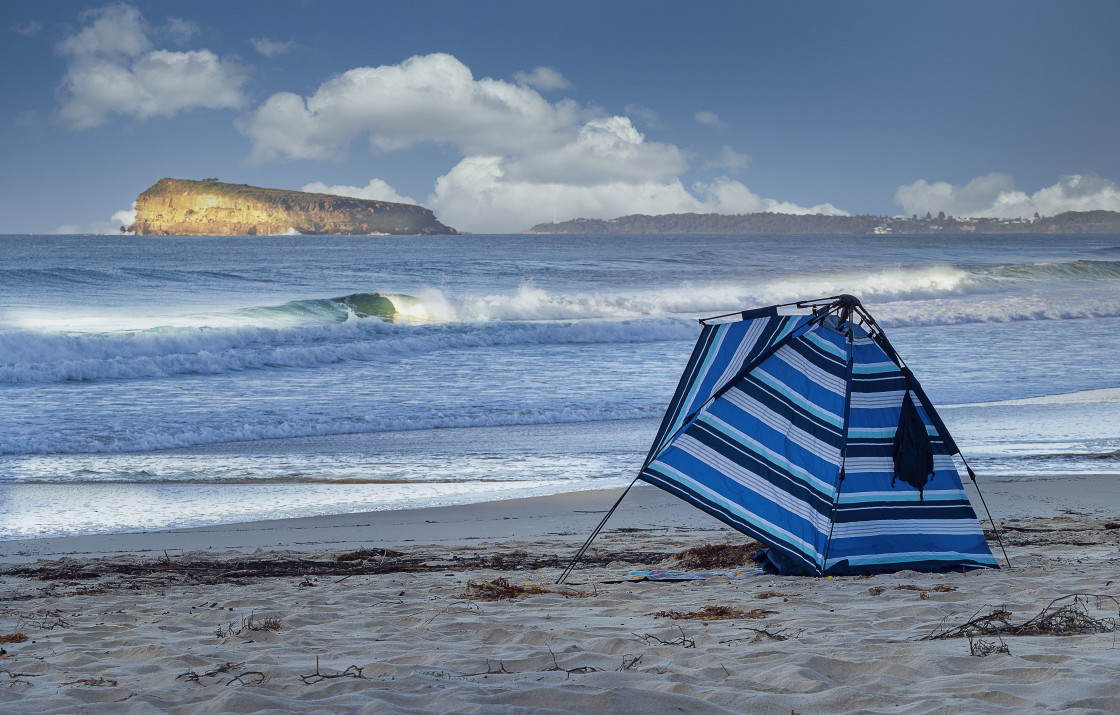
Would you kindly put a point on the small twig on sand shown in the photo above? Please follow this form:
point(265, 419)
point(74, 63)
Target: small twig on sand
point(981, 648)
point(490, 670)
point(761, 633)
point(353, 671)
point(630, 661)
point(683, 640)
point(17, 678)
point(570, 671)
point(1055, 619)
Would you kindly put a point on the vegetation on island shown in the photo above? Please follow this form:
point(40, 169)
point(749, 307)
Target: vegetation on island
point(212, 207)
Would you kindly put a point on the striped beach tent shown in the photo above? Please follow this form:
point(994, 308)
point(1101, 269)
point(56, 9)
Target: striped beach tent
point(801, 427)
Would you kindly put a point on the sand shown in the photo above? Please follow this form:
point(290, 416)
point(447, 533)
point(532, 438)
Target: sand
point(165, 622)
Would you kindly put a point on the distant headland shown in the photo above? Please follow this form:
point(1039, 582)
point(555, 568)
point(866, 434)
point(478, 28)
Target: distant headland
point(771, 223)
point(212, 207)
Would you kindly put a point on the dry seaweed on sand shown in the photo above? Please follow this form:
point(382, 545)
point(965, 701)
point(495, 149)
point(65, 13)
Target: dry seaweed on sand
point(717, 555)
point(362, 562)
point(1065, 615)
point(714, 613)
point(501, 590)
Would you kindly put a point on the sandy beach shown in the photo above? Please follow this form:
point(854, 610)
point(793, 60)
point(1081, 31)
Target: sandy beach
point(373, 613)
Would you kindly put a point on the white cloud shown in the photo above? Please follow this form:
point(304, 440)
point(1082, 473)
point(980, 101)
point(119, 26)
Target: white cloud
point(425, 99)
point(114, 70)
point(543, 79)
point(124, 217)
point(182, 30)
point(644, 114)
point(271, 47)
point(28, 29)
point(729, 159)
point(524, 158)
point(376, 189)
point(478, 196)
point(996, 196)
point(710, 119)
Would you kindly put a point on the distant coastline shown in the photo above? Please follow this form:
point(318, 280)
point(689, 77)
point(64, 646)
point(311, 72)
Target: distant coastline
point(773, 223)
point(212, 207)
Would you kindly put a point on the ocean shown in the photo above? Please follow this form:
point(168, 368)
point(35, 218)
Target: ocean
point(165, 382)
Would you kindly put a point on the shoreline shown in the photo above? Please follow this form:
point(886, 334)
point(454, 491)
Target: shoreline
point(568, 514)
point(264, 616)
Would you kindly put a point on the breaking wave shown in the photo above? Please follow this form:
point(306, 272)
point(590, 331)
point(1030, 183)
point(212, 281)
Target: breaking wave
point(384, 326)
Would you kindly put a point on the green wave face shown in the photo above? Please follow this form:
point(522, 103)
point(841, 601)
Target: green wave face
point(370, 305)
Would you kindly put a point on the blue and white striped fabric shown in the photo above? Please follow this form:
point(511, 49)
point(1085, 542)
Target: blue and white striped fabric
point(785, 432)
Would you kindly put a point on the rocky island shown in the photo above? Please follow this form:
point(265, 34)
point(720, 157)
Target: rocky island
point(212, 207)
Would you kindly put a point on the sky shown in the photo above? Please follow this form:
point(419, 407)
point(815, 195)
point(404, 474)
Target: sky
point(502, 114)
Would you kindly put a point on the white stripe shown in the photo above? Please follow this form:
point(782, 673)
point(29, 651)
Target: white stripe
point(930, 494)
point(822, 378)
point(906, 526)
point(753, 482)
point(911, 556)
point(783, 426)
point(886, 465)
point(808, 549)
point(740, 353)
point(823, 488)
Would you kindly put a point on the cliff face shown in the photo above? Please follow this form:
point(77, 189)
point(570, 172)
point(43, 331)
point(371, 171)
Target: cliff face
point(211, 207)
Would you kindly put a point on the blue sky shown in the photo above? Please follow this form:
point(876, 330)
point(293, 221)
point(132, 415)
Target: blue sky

+===+

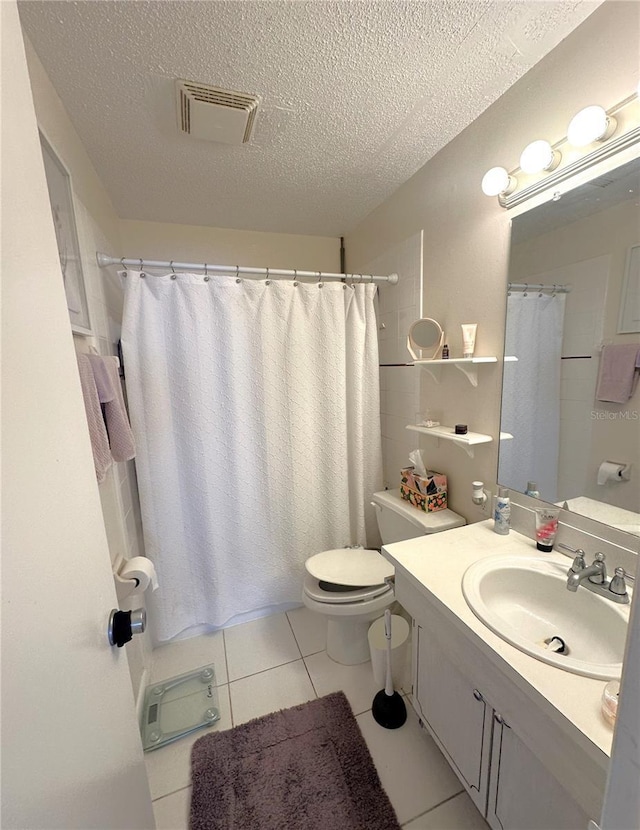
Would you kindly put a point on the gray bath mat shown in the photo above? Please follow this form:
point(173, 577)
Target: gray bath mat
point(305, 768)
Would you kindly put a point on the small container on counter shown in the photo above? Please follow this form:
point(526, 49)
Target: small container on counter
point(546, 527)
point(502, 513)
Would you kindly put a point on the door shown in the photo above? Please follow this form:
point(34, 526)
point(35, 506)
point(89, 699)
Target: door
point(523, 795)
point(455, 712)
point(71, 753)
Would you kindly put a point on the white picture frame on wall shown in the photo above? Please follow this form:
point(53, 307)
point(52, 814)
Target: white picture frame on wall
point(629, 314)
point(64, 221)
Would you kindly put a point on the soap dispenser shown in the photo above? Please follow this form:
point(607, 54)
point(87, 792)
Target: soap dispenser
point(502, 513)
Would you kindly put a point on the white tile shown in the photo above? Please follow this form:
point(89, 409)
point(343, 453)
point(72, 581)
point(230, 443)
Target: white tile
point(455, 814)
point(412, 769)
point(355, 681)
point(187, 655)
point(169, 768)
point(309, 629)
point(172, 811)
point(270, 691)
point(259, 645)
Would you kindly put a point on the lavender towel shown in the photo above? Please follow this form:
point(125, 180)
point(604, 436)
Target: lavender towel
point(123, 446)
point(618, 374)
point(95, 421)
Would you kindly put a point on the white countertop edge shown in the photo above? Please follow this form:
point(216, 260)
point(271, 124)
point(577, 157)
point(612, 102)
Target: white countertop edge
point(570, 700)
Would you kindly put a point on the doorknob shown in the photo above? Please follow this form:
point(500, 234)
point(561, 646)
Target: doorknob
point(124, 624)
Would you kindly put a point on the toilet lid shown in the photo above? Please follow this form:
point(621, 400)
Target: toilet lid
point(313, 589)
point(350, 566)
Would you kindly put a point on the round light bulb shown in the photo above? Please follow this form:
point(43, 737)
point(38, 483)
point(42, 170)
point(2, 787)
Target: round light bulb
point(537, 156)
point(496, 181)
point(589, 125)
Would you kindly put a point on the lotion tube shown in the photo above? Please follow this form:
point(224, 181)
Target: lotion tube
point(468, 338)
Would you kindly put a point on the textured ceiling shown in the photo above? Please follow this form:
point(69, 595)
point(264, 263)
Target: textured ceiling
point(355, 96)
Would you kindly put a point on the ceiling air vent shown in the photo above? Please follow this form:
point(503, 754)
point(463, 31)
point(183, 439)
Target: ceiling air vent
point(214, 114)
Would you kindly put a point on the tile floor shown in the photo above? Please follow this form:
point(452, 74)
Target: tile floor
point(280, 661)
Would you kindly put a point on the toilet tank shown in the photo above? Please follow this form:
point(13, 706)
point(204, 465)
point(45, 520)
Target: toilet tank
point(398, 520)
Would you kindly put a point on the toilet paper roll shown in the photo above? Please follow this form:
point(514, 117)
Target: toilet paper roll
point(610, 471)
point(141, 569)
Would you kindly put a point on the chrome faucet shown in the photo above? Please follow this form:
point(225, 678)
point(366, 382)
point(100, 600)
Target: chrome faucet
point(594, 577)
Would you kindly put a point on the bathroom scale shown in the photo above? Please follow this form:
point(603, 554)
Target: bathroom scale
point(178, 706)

+===+

Given the records above, return exactly the lines starting at the line containing "Target: shoreline" and ending at the line containing "point(29, 651)", including both.

Target: shoreline
point(568, 514)
point(264, 616)
Would you kindly put a point on the breaking wave shown in the photo above? Please follow this form:
point(306, 272)
point(590, 331)
point(1030, 183)
point(212, 281)
Target: breaking wave
point(384, 326)
Would you kindly put a point on the green wave face shown in the photo above? Please follow this form:
point(522, 103)
point(841, 601)
Target: green wave face
point(370, 305)
Would you kindly put a point on the blue and white striped fabric shown in the photo above? Please follow this form:
point(511, 49)
point(1085, 542)
Target: blue and white striped fabric
point(785, 432)
Would you kindly put a point on the rocky island shown in the photo above? Please follow this form:
point(265, 34)
point(720, 157)
Target: rocky island
point(212, 207)
Would you kindly put a point on the sky shown in the photo above? Please follow this form:
point(419, 407)
point(815, 195)
point(404, 474)
Target: sky
point(502, 114)
Would you kindly put a point on the white stripe shown in the photo above? Please follow this form:
point(782, 673)
point(29, 651)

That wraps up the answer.